PROBLEM TO SOLVE: Your answer should be the entries below, reproduced character for character.

|---|

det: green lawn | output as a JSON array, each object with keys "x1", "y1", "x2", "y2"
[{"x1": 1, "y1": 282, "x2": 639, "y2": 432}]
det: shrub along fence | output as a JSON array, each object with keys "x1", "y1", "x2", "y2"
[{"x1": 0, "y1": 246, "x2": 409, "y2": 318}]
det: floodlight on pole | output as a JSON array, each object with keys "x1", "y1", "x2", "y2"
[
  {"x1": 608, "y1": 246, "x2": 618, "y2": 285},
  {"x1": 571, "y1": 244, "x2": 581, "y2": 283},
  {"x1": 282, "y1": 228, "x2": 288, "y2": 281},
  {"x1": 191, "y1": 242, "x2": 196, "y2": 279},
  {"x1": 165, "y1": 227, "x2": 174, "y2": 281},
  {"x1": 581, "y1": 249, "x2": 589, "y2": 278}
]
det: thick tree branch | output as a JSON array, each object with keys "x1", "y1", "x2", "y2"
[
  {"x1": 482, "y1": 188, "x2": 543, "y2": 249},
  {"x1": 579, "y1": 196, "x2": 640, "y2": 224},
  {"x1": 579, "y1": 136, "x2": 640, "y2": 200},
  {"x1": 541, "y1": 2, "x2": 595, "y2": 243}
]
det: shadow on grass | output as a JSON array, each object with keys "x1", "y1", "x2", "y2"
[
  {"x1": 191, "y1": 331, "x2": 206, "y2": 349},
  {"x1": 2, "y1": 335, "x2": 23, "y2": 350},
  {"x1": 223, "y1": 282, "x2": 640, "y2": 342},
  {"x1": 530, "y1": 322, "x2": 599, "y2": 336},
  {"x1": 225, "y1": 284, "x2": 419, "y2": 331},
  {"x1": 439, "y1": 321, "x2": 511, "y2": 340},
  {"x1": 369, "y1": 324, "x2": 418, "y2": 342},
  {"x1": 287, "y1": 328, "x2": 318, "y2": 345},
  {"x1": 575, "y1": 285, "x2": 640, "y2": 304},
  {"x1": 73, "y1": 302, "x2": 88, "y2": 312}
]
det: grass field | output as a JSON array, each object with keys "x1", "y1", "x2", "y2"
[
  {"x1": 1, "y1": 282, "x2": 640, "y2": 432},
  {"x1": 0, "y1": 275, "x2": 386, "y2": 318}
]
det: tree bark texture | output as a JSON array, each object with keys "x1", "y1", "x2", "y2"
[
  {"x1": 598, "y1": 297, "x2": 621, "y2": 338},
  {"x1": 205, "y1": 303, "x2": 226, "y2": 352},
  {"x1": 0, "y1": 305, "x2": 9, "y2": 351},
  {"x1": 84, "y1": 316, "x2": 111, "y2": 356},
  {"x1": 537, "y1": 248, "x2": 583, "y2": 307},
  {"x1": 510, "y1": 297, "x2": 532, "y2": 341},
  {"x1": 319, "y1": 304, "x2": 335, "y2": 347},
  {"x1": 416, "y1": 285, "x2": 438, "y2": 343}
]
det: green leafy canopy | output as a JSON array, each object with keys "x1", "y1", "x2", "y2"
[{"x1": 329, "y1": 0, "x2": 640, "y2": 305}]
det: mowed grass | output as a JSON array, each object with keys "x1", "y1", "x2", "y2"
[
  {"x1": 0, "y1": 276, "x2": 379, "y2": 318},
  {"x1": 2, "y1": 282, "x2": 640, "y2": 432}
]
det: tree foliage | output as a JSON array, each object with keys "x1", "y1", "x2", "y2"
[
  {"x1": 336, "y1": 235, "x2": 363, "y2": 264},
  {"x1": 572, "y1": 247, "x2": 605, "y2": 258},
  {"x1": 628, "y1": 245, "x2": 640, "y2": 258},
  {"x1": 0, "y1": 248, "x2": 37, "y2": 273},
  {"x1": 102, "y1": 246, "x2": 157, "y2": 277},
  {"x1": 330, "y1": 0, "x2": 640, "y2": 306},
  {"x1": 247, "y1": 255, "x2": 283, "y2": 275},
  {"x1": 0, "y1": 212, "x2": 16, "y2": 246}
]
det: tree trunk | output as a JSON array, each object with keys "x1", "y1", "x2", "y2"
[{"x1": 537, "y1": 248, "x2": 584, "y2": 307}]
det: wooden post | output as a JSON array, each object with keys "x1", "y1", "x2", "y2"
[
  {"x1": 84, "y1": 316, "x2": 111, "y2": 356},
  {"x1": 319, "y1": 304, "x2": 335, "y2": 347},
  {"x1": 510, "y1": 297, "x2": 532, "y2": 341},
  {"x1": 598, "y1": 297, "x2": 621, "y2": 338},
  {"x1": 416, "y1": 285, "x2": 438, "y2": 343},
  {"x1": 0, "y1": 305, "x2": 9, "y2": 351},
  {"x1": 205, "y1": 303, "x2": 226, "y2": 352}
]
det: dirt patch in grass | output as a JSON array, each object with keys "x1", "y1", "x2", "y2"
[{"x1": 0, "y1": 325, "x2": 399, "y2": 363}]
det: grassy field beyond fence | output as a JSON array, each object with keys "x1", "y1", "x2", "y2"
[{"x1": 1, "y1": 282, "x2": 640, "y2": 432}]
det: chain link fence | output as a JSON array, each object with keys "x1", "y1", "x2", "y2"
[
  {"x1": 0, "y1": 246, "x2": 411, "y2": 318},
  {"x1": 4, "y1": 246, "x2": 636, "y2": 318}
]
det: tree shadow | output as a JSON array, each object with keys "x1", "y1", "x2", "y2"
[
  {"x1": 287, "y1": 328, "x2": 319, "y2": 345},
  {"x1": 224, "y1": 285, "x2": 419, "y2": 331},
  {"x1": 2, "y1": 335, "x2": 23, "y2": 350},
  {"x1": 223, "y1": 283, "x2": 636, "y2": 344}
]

|---|

ANSWER BOX:
det: green lawn | output as a JSON array, each object with keys "x1", "y1", "x2", "y2"
[{"x1": 1, "y1": 282, "x2": 639, "y2": 432}]
det: shrub along fence | output as a JSON array, each object with keys "x1", "y1", "x2", "y2"
[{"x1": 0, "y1": 246, "x2": 409, "y2": 318}]
det: floodlight on pole | output as a JSON array, each object with keys "x1", "y1", "x2", "y2"
[
  {"x1": 608, "y1": 246, "x2": 618, "y2": 285},
  {"x1": 571, "y1": 244, "x2": 581, "y2": 283},
  {"x1": 282, "y1": 228, "x2": 288, "y2": 281},
  {"x1": 191, "y1": 242, "x2": 196, "y2": 279},
  {"x1": 165, "y1": 227, "x2": 174, "y2": 281},
  {"x1": 581, "y1": 249, "x2": 589, "y2": 278}
]
det: thick tree branch | output as a JSON array, each object with keys "x1", "y1", "x2", "y2"
[
  {"x1": 482, "y1": 188, "x2": 543, "y2": 249},
  {"x1": 579, "y1": 196, "x2": 640, "y2": 224},
  {"x1": 579, "y1": 136, "x2": 640, "y2": 200},
  {"x1": 541, "y1": 2, "x2": 595, "y2": 243}
]
det: shadow on grass | output as a JSON array, each object with keys "x1", "y1", "x2", "y2"
[
  {"x1": 191, "y1": 331, "x2": 206, "y2": 349},
  {"x1": 2, "y1": 335, "x2": 23, "y2": 350},
  {"x1": 223, "y1": 282, "x2": 640, "y2": 342},
  {"x1": 530, "y1": 322, "x2": 599, "y2": 336},
  {"x1": 225, "y1": 284, "x2": 419, "y2": 331},
  {"x1": 439, "y1": 321, "x2": 511, "y2": 340},
  {"x1": 369, "y1": 324, "x2": 418, "y2": 342},
  {"x1": 287, "y1": 328, "x2": 318, "y2": 345},
  {"x1": 575, "y1": 285, "x2": 640, "y2": 304},
  {"x1": 73, "y1": 302, "x2": 88, "y2": 312}
]
det: grass field | output as a JSON array, each object with keys "x1", "y1", "x2", "y2"
[
  {"x1": 1, "y1": 282, "x2": 640, "y2": 432},
  {"x1": 0, "y1": 275, "x2": 386, "y2": 318}
]
det: tree bark texture | output as a JSON array, each object with keys "x1", "y1", "x2", "y2"
[
  {"x1": 598, "y1": 297, "x2": 621, "y2": 338},
  {"x1": 205, "y1": 303, "x2": 226, "y2": 352},
  {"x1": 0, "y1": 305, "x2": 9, "y2": 351},
  {"x1": 84, "y1": 316, "x2": 111, "y2": 356},
  {"x1": 537, "y1": 248, "x2": 583, "y2": 307},
  {"x1": 510, "y1": 297, "x2": 532, "y2": 341},
  {"x1": 319, "y1": 304, "x2": 335, "y2": 347},
  {"x1": 416, "y1": 285, "x2": 438, "y2": 343}
]
det: green leafy canopy | output as a JSON array, each object with keys "x1", "y1", "x2", "y2"
[{"x1": 329, "y1": 0, "x2": 640, "y2": 305}]
det: mowed grass | output as a JSON array, each object with keys "x1", "y1", "x2", "y2"
[
  {"x1": 0, "y1": 276, "x2": 379, "y2": 318},
  {"x1": 2, "y1": 282, "x2": 640, "y2": 432}
]
det: tree foliage | output as a JSON array, each object with keys "x1", "y1", "x2", "y2"
[
  {"x1": 336, "y1": 235, "x2": 363, "y2": 264},
  {"x1": 572, "y1": 247, "x2": 605, "y2": 258},
  {"x1": 628, "y1": 245, "x2": 640, "y2": 258},
  {"x1": 0, "y1": 248, "x2": 37, "y2": 273},
  {"x1": 102, "y1": 246, "x2": 157, "y2": 277},
  {"x1": 330, "y1": 0, "x2": 640, "y2": 306},
  {"x1": 247, "y1": 255, "x2": 283, "y2": 275},
  {"x1": 0, "y1": 212, "x2": 16, "y2": 246}
]
det: tree trunk | output as a JSON array, each object with keys "x1", "y1", "x2", "y2"
[{"x1": 537, "y1": 248, "x2": 584, "y2": 307}]
det: wooden post | output as a JSON array, each object with keys "x1", "y1", "x2", "y2"
[
  {"x1": 84, "y1": 316, "x2": 111, "y2": 356},
  {"x1": 319, "y1": 304, "x2": 335, "y2": 347},
  {"x1": 510, "y1": 297, "x2": 532, "y2": 341},
  {"x1": 598, "y1": 297, "x2": 621, "y2": 338},
  {"x1": 416, "y1": 285, "x2": 438, "y2": 343},
  {"x1": 0, "y1": 305, "x2": 9, "y2": 351},
  {"x1": 205, "y1": 303, "x2": 226, "y2": 352}
]
det: dirt patch in grass | output as a JSON array, each object with keys "x1", "y1", "x2", "y2"
[{"x1": 0, "y1": 325, "x2": 399, "y2": 363}]
det: grassy field beyond fence | output as a JSON array, each object with keys "x1", "y1", "x2", "y2"
[{"x1": 1, "y1": 282, "x2": 640, "y2": 432}]
det: chain link fence | output as a JSON array, each object with keys "x1", "y1", "x2", "y2"
[
  {"x1": 0, "y1": 246, "x2": 411, "y2": 318},
  {"x1": 4, "y1": 246, "x2": 636, "y2": 318}
]
det: tree shadow | output as a JSON array, each object with keys "x1", "y1", "x2", "y2"
[
  {"x1": 287, "y1": 328, "x2": 319, "y2": 345},
  {"x1": 224, "y1": 285, "x2": 419, "y2": 331},
  {"x1": 2, "y1": 335, "x2": 23, "y2": 350},
  {"x1": 223, "y1": 283, "x2": 636, "y2": 344}
]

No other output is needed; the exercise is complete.